— start of Excerpt to read —
Significant payment terms are as agreed in the contracts, with payment typically due within a short-term credit period. The contracts do not contain a significant financing component, and variable consideration is not significant. The Company acts as the principal in all arrangements. Obligations for returns, refunds, or warranties beyond standard assurance are not offered.
The transaction price is the fixed amount of consideration stated in the sales contract. As the contracts contain a single performance obligation, no allocation is necessary. Costs incurred for packaging and shipping are recognized as expenses when incurred.
Cash and cash equivalents
Cash and cash equivalents consist of cash on hand, demand deposits placed with banks or other financial institutions and have original maturities of less than three months. The Company’s primary bank deposits are located in Malaysia.
Accounts Receivable
Accounts receivable are recorded at the gross billing amount less an allowance for expected credit losses from the customers. Accounts receivable do not bear interest.
Since July 1, 2022, the Company adopted Accounting Standards Update (“ASU”) No. 2016-13, Financial Instruments-Credit Losses (Topic 326): Measurement of Credit Losses on Financial Instruments (“ASU 2016-13”), using the modified retrospective transition method. ASU 2016-13 replaces the existing incurred loss impairment model with an expected loss methodology, which will result in more timely recognition of credit losses. Upon adoption, the Company changed the impairment model to utilize a forward-looking current expected credit losses (CECL) model in place of the incurred loss methodology for financial instruments measured at amortized cost and receivables resulting from the application of ASC 606, including contract assets.
The Company maintains an allowance for credit losses in accordance with ASC Topic 326, Credit Losses (“ASC 326”) and records the allowance for credit losses as an offset to accounts receivable and contract assets, and the estimated credit losses charged to the allowance in the combined statements of operations and comprehensive income (loss). The Company assesses collectability by reviewing accounts receivable on a collective basis where similar characteristics exist, primarily based on similar business lines, services or product offerings and on an individual basis when the Company identifies specific customers with known disputes or collectability issues. In determining the amount of the allowance for credit losses, the Company considers historical collectability based on past due status, the age of the accounts receivable balances and contract assets balances, credit quality of the Company’s customers based on ongoing credit evaluations, current economic conditions, reasonable and supportable forecasts of future economic conditions, and other factors that may affect the Company’s ability to collect from customer.
— end of Excerpt to read —
— start of Given data —
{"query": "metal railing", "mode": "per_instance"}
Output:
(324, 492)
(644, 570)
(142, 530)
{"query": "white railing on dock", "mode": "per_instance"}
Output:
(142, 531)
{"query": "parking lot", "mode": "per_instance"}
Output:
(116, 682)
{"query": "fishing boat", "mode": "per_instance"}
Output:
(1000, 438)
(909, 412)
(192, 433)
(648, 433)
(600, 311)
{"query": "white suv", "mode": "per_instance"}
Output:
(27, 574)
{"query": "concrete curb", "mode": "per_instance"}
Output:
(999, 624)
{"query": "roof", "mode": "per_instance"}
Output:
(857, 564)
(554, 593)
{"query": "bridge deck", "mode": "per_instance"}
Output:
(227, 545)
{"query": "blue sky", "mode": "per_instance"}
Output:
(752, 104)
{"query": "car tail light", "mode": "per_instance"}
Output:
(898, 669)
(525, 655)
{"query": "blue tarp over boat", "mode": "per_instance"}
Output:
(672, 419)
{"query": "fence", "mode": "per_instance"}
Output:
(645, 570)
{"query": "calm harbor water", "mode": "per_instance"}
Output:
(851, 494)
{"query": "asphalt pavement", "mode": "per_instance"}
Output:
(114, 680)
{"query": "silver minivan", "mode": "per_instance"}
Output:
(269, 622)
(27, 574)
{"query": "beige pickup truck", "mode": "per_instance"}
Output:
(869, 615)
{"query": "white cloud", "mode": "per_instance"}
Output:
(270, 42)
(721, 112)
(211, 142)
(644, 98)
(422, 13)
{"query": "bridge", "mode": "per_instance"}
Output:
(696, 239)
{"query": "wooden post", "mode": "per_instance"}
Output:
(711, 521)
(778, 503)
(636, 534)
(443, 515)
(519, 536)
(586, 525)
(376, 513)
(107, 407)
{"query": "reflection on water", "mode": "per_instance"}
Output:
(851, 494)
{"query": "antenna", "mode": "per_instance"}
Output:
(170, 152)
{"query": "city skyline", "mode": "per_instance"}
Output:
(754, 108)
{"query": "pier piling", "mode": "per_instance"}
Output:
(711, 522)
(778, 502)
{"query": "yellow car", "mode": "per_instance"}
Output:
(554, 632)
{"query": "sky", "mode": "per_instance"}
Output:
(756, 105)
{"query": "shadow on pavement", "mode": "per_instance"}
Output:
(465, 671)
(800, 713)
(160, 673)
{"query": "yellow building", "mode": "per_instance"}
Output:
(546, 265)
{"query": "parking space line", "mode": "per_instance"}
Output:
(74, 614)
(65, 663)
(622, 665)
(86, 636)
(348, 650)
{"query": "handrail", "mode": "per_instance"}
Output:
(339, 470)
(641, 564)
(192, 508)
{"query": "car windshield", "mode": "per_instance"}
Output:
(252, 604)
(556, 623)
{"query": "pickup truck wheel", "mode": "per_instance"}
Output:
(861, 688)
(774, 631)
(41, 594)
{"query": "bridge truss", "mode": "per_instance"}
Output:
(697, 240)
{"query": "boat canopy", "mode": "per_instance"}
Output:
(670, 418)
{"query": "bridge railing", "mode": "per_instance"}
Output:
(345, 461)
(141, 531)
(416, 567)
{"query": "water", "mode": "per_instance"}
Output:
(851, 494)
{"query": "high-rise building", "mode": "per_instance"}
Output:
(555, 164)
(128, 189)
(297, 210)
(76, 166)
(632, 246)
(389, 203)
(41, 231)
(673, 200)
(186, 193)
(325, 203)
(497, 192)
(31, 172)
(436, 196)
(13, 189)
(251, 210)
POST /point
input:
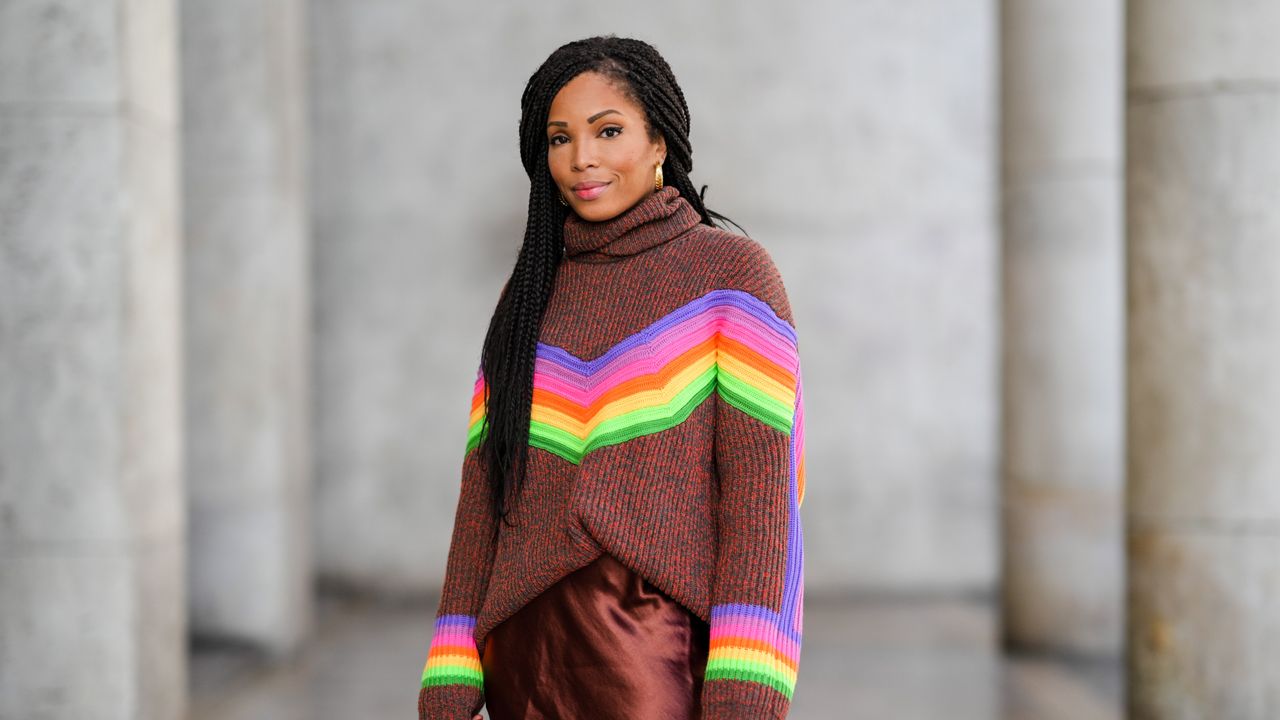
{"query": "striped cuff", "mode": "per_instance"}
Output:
(453, 659)
(752, 643)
— end of Given data —
> Your tasks:
1 – According to the accounting policy excerpt, in which country are the Company's primary bank deposits located?
2 – In the accounting policy excerpt, rewrite the part that opens with "Significant payment terms" and closes with "expenses when incurred.", substituting "agreements" for "contracts".

> Worked solutions:
1 – Malaysia

2 –
Significant payment terms are as agreed in the agreements, with payment typically due within a short-term credit period. The agreements do not contain a significant financing component, and variable consideration is not significant. The Company acts as the principal in all arrangements. Obligations for returns, refunds, or warranties beyond standard assurance are not offered.
The transaction price is the fixed amount of consideration stated in the sales contract. As the agreements contain a single performance obligation, no allocation is necessary. Costs incurred for packaging and shipping are recognized as expenses when incurred.